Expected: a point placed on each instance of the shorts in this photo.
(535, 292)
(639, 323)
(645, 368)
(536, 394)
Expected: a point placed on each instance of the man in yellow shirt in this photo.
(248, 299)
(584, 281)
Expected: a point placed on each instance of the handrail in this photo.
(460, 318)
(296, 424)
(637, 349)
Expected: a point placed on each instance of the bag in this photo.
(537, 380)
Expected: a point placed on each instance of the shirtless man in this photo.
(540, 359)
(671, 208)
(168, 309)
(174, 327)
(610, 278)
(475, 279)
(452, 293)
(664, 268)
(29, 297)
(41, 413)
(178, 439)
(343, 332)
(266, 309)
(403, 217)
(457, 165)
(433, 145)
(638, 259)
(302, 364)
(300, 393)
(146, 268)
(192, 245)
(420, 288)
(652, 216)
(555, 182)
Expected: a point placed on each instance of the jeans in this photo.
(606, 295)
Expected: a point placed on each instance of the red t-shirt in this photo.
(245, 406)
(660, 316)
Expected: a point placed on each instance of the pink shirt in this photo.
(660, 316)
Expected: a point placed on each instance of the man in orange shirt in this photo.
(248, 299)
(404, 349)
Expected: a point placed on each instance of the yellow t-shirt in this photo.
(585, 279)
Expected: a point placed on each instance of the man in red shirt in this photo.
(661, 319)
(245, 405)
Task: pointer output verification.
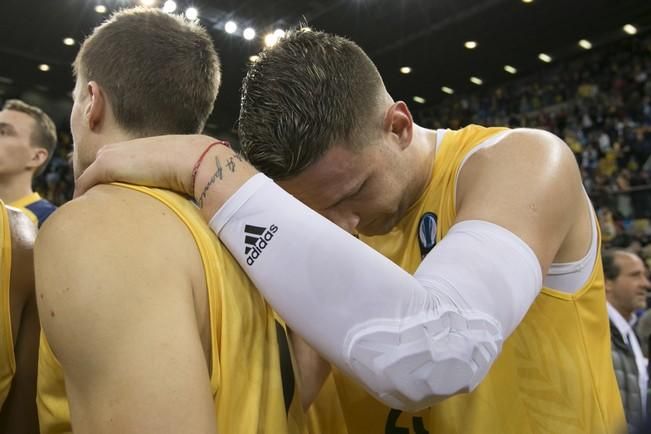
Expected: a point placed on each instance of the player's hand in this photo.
(164, 161)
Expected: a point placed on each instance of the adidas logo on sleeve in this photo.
(256, 239)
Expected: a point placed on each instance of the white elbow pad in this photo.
(482, 280)
(410, 340)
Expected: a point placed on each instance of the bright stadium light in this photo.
(545, 57)
(630, 29)
(191, 13)
(510, 69)
(248, 33)
(169, 6)
(230, 27)
(270, 39)
(585, 44)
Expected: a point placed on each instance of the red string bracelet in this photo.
(195, 169)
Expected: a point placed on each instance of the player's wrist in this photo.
(219, 173)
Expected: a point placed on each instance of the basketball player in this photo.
(473, 301)
(29, 138)
(19, 329)
(150, 321)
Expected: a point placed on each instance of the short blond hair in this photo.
(160, 72)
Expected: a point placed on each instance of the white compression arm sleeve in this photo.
(410, 340)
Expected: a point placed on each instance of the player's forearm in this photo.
(362, 312)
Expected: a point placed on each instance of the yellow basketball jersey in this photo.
(7, 359)
(325, 415)
(252, 375)
(554, 374)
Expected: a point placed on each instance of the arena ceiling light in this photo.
(510, 69)
(630, 29)
(585, 44)
(270, 39)
(248, 33)
(545, 57)
(192, 13)
(230, 27)
(169, 6)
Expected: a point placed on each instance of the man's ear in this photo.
(39, 157)
(96, 107)
(399, 123)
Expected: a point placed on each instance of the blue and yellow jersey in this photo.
(35, 207)
(253, 381)
(554, 374)
(7, 358)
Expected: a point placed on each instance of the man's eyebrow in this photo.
(7, 125)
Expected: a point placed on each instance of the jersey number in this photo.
(392, 427)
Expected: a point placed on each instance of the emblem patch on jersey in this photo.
(256, 239)
(427, 233)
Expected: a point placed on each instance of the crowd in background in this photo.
(600, 104)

* * * * * * *

### WHAT YOU ARE ASKED TO DO
Rewrite the entries from the line containing "Expected: a point placed on each instance of the blue" through the end of the entries, both ends included, with each request line kept as is and every point coordinate multiplied by 2.15 and rounded to the nearest whole number, with halves rounded up.

### FULL RESPONSE
Expected: a point placed on each instance of the blue and yellow jersey in this photo.
(75, 445)
(544, 819)
(1191, 804)
(15, 770)
Expected: a point placed on each instance of the man's eyebrow in this photo.
(15, 269)
Expected: a point placed on each instance of the jersey number in this photo.
(843, 918)
Expected: a point placed on each instance of the emblem patch on jersey in this photo.
(550, 514)
(918, 501)
Expected: a point placed on each instance of the crowd in background in this photo.
(1290, 224)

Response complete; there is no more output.